| Your task |
Copy the data precisely, keeping every character.
* begin *
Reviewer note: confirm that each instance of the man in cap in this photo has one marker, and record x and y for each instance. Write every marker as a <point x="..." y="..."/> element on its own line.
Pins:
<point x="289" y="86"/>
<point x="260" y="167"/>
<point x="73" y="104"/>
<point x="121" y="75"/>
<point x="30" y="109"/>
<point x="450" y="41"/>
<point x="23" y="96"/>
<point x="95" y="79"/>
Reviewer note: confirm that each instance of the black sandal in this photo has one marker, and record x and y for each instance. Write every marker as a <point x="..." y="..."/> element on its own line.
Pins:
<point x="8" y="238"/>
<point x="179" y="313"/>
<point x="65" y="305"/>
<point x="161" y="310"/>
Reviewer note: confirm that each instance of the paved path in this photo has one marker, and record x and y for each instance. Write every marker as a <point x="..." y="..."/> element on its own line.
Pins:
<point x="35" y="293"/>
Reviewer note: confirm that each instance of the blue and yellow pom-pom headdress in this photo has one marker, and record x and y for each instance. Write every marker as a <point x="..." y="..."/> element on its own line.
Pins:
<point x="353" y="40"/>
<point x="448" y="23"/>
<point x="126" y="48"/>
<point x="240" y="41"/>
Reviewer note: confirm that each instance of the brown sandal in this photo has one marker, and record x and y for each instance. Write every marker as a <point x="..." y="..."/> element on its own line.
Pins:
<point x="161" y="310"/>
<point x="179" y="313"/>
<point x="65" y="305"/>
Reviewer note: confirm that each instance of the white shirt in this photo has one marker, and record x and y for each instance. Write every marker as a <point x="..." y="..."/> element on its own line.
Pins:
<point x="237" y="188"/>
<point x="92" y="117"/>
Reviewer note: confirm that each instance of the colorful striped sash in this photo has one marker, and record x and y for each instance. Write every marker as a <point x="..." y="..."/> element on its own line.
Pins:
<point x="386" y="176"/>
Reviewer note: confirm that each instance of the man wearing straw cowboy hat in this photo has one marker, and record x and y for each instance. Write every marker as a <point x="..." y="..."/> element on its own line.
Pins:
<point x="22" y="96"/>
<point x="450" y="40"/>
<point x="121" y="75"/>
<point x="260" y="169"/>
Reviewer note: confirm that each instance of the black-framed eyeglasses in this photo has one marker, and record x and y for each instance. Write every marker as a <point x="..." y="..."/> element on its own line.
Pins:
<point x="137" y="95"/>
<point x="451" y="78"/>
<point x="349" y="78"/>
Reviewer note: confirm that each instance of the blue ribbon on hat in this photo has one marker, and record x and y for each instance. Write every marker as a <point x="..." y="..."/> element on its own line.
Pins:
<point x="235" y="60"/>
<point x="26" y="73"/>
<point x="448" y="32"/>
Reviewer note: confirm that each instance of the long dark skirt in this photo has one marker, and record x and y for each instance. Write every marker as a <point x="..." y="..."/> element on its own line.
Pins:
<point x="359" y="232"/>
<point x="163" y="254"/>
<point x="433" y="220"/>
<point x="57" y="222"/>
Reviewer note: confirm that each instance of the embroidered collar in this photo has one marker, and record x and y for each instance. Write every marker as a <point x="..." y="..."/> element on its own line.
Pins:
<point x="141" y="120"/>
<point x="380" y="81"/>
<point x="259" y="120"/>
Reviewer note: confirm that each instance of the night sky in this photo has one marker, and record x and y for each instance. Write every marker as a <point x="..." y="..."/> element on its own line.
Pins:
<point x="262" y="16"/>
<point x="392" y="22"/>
* end *
| Response to the task |
Reviewer note: confirm that each instance of the man in cap in this photo has one marker, and record x and y for each instance. Write every marker as a <point x="..." y="..."/> element on its own line.
Pins:
<point x="289" y="86"/>
<point x="260" y="167"/>
<point x="73" y="104"/>
<point x="121" y="75"/>
<point x="30" y="109"/>
<point x="450" y="41"/>
<point x="23" y="96"/>
<point x="95" y="79"/>
Reviewer note: confirm that each instance of the black sandal in this photo has one marker, and record x and y for each instance. Write every marker as a <point x="..." y="..."/> element on its own line.
Pins:
<point x="8" y="238"/>
<point x="179" y="313"/>
<point x="65" y="305"/>
<point x="161" y="310"/>
Reviewer note: confirm that each instance of the paved path in this photo has one marker, and record x and y for each instance. Write every marker as a <point x="..." y="..."/> element on its own line.
Pins:
<point x="35" y="293"/>
Reviewer note: confirm that each instance of the blue and yellow pom-pom headdress in this photo has one marker, and record x and y for each instance. Write every marker as a <point x="..." y="..."/> element on its own line.
Pins:
<point x="353" y="40"/>
<point x="448" y="23"/>
<point x="126" y="48"/>
<point x="240" y="41"/>
Reviewer note: confirm that each instance of the brown sandal in this photo has one marker, and record x and y for each instance. Write every marker as a <point x="..." y="..."/> element on its own line.
Pins:
<point x="161" y="310"/>
<point x="179" y="313"/>
<point x="65" y="305"/>
Reviewer note: confirm that each instance of the white shirt in this photo has one marker, and record x and y for each instance. Write every marker as a <point x="..." y="..."/> element on its own line.
Pins:
<point x="237" y="188"/>
<point x="92" y="117"/>
Reviewer note: confirm that each instance of the colorful striped sash in this photo has one marker, and record x and y for each instance. Write every marker as a <point x="..." y="..."/> element on its own line.
Pins:
<point x="386" y="176"/>
Reviewer note: confirm that each instance of the man wearing straw cowboy hat in this photo has one marker, and record x and y for each instance. Write every marker as a <point x="..." y="..."/> element on its own line.
Pins:
<point x="22" y="96"/>
<point x="450" y="40"/>
<point x="121" y="75"/>
<point x="260" y="169"/>
Reviewer note: confirm that each instance of the black-framed eyeglasses in this photo has one marker, and record x and y for each instance. Write every marker as a <point x="..." y="..."/> element on its own line.
Pins:
<point x="137" y="95"/>
<point x="451" y="78"/>
<point x="349" y="78"/>
Reviewer note: confirm that each instance of the blue ribbon on hat in this photo has one marker, and record x and y for each instance. Write every marker as a <point x="..." y="..."/> element on its own line.
Pins:
<point x="235" y="60"/>
<point x="26" y="73"/>
<point x="448" y="32"/>
Reviewer note: confirm that each instance of the long dark skirt in this photo has one marker, and record x and y for each instance. Write every marker as a <point x="..." y="..."/> element on its own line.
Pins:
<point x="359" y="232"/>
<point x="163" y="254"/>
<point x="433" y="220"/>
<point x="57" y="222"/>
Reviewer note: confirm that each instance of the embroidered collar in this photo has one marker, and record x and y for each instance. Write every marker as a <point x="..." y="..."/> element on its own line.
Pins:
<point x="141" y="120"/>
<point x="380" y="81"/>
<point x="259" y="120"/>
Reviewer note: confirm that each instance of the night sky in this photo has one marker, and record x and y for each instance. Write every marker as a <point x="..." y="..."/> element on its own line.
Pins:
<point x="262" y="16"/>
<point x="392" y="22"/>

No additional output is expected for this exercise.